:: TASK OBJECTIVE ::
Reproduce the listing below word for word, from its first line to its last.

[Excerpts from a detection dataset]
____

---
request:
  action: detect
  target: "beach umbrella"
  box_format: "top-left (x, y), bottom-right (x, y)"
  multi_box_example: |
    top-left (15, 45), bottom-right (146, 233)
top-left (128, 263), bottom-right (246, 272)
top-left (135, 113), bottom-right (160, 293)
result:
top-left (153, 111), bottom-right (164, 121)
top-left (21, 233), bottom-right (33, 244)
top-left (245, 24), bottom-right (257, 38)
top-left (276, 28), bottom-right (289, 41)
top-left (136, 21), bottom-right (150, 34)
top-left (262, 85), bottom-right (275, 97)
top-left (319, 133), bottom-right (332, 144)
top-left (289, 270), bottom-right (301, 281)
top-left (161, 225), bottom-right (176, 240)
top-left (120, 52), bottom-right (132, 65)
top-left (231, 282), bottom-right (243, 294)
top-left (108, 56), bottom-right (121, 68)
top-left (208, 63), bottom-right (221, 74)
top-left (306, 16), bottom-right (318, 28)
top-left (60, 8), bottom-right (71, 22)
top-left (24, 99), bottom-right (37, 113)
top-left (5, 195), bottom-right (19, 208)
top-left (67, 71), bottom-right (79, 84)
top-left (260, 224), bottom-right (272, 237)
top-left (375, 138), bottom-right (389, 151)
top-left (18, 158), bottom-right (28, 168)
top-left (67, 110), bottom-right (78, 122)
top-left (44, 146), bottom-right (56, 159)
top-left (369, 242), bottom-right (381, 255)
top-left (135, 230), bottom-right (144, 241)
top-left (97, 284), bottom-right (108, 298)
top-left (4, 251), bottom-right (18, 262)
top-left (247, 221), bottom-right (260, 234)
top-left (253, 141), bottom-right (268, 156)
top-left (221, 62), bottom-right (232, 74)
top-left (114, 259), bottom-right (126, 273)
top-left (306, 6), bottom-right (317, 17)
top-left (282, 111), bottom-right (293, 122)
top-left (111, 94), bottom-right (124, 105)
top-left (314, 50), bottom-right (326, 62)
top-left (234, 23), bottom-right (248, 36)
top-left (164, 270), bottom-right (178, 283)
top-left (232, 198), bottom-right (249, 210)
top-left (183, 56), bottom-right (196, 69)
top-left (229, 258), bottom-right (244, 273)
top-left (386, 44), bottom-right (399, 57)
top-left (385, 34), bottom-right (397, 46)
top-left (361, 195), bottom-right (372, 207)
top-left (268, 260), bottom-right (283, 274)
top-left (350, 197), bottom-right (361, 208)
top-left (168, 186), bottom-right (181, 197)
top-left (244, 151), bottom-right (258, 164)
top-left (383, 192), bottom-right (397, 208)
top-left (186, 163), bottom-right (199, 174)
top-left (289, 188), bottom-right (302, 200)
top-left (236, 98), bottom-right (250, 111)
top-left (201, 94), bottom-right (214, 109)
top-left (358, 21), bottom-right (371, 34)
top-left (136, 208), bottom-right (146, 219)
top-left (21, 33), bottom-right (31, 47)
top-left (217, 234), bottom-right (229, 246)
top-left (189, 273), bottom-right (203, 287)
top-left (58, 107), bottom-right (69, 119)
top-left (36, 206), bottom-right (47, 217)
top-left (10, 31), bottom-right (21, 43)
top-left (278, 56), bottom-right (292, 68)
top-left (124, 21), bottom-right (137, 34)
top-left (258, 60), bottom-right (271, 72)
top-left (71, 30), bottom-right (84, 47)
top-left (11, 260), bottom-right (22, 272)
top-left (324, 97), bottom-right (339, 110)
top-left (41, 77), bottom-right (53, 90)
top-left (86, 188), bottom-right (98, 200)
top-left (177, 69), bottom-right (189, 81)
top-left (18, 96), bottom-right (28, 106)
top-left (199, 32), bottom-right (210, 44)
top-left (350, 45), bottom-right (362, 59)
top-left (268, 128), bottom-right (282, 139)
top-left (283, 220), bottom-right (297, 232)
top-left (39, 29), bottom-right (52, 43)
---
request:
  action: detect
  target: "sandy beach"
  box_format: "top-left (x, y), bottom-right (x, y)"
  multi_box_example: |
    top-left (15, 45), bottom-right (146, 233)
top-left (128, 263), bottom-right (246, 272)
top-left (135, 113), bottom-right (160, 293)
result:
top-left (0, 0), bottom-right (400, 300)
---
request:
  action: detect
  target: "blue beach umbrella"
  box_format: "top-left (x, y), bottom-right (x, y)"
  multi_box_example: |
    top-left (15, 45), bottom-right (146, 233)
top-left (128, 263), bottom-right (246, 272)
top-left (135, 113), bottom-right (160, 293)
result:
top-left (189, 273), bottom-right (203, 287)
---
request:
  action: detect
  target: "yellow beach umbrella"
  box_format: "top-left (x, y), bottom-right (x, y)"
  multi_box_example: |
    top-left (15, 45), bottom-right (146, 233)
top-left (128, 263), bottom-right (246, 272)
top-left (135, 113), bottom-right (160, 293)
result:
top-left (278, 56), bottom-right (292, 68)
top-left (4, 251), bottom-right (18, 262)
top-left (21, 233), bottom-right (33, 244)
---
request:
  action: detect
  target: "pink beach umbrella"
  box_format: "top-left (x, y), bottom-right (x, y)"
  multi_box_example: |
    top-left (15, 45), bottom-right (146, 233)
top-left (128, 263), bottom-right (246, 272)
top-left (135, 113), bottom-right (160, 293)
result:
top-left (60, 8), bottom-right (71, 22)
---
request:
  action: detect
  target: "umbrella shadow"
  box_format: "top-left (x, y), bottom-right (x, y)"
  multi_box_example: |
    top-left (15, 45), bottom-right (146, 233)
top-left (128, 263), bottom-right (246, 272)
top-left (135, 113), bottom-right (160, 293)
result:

____

:: OUTPUT FOR THIS EXERCISE ::
---
request:
  action: detect
  target: "beach umbrella"
  box_format: "top-left (x, y), bottom-right (x, y)"
  multi_box_example: |
    top-left (15, 45), bottom-right (146, 233)
top-left (128, 263), bottom-right (246, 272)
top-left (135, 113), bottom-right (160, 293)
result:
top-left (153, 111), bottom-right (164, 121)
top-left (21, 233), bottom-right (33, 244)
top-left (245, 24), bottom-right (257, 38)
top-left (276, 28), bottom-right (289, 41)
top-left (136, 21), bottom-right (150, 34)
top-left (262, 85), bottom-right (275, 97)
top-left (319, 133), bottom-right (332, 144)
top-left (289, 270), bottom-right (301, 281)
top-left (161, 225), bottom-right (176, 240)
top-left (120, 52), bottom-right (132, 65)
top-left (231, 282), bottom-right (243, 294)
top-left (108, 56), bottom-right (121, 68)
top-left (208, 63), bottom-right (221, 74)
top-left (306, 16), bottom-right (318, 28)
top-left (60, 8), bottom-right (71, 22)
top-left (24, 99), bottom-right (37, 113)
top-left (5, 195), bottom-right (19, 208)
top-left (67, 71), bottom-right (79, 84)
top-left (260, 224), bottom-right (272, 237)
top-left (375, 138), bottom-right (389, 151)
top-left (18, 158), bottom-right (28, 168)
top-left (67, 110), bottom-right (78, 122)
top-left (44, 146), bottom-right (56, 159)
top-left (369, 242), bottom-right (381, 255)
top-left (135, 230), bottom-right (144, 241)
top-left (97, 284), bottom-right (108, 298)
top-left (4, 251), bottom-right (18, 262)
top-left (247, 221), bottom-right (260, 234)
top-left (253, 141), bottom-right (268, 156)
top-left (221, 62), bottom-right (232, 74)
top-left (114, 259), bottom-right (126, 273)
top-left (306, 6), bottom-right (317, 17)
top-left (282, 111), bottom-right (293, 122)
top-left (111, 94), bottom-right (124, 105)
top-left (314, 50), bottom-right (326, 62)
top-left (234, 23), bottom-right (248, 36)
top-left (164, 270), bottom-right (178, 283)
top-left (232, 198), bottom-right (249, 210)
top-left (183, 56), bottom-right (196, 69)
top-left (229, 258), bottom-right (244, 273)
top-left (386, 44), bottom-right (399, 57)
top-left (385, 34), bottom-right (397, 46)
top-left (361, 195), bottom-right (372, 207)
top-left (268, 260), bottom-right (283, 274)
top-left (350, 197), bottom-right (361, 208)
top-left (168, 186), bottom-right (181, 197)
top-left (244, 151), bottom-right (258, 164)
top-left (383, 192), bottom-right (397, 208)
top-left (186, 163), bottom-right (199, 174)
top-left (289, 188), bottom-right (302, 200)
top-left (236, 98), bottom-right (250, 111)
top-left (201, 94), bottom-right (214, 109)
top-left (358, 21), bottom-right (371, 34)
top-left (136, 208), bottom-right (146, 219)
top-left (21, 33), bottom-right (31, 47)
top-left (217, 234), bottom-right (229, 246)
top-left (189, 273), bottom-right (203, 287)
top-left (58, 107), bottom-right (69, 119)
top-left (36, 206), bottom-right (47, 217)
top-left (10, 31), bottom-right (21, 43)
top-left (278, 56), bottom-right (292, 68)
top-left (124, 21), bottom-right (137, 34)
top-left (258, 60), bottom-right (271, 72)
top-left (71, 30), bottom-right (84, 47)
top-left (11, 260), bottom-right (22, 272)
top-left (324, 97), bottom-right (339, 110)
top-left (41, 77), bottom-right (53, 90)
top-left (86, 188), bottom-right (98, 200)
top-left (177, 69), bottom-right (189, 81)
top-left (18, 96), bottom-right (28, 106)
top-left (199, 32), bottom-right (210, 44)
top-left (350, 45), bottom-right (362, 59)
top-left (268, 128), bottom-right (282, 139)
top-left (283, 220), bottom-right (297, 232)
top-left (39, 29), bottom-right (52, 43)
---
request:
  action: detect
  target: "sandy beach"
  box_format: "top-left (x, y), bottom-right (x, y)"
  multi_box_example: |
    top-left (15, 45), bottom-right (146, 233)
top-left (128, 263), bottom-right (246, 272)
top-left (135, 113), bottom-right (160, 293)
result:
top-left (0, 0), bottom-right (400, 300)
---
request:
  action: detect
  target: "blue beach umbrella"
  box_format: "top-left (x, y), bottom-right (x, y)"
  multi_box_example: |
    top-left (15, 45), bottom-right (146, 233)
top-left (128, 263), bottom-right (246, 272)
top-left (135, 113), bottom-right (160, 293)
result:
top-left (189, 273), bottom-right (203, 287)
---
request:
  action: detect
  target: "yellow beach umbrella"
  box_format: "top-left (x, y), bottom-right (x, y)"
  multi_box_example: |
    top-left (15, 45), bottom-right (146, 233)
top-left (128, 263), bottom-right (246, 272)
top-left (135, 113), bottom-right (160, 293)
result:
top-left (278, 56), bottom-right (292, 68)
top-left (4, 251), bottom-right (18, 262)
top-left (21, 233), bottom-right (33, 244)
---
request:
  action: detect
  target: "pink beach umbrella"
  box_format: "top-left (x, y), bottom-right (x, y)"
  multi_box_example: |
    top-left (15, 45), bottom-right (146, 233)
top-left (128, 263), bottom-right (246, 272)
top-left (135, 113), bottom-right (160, 293)
result:
top-left (60, 8), bottom-right (71, 22)
---
request:
  action: detect
  target: "umbrella shadow"
  box_format: "top-left (x, y), bottom-right (x, y)"
  multi_box_example: |
    top-left (15, 45), bottom-right (146, 233)
top-left (128, 263), bottom-right (246, 272)
top-left (135, 113), bottom-right (160, 293)
result:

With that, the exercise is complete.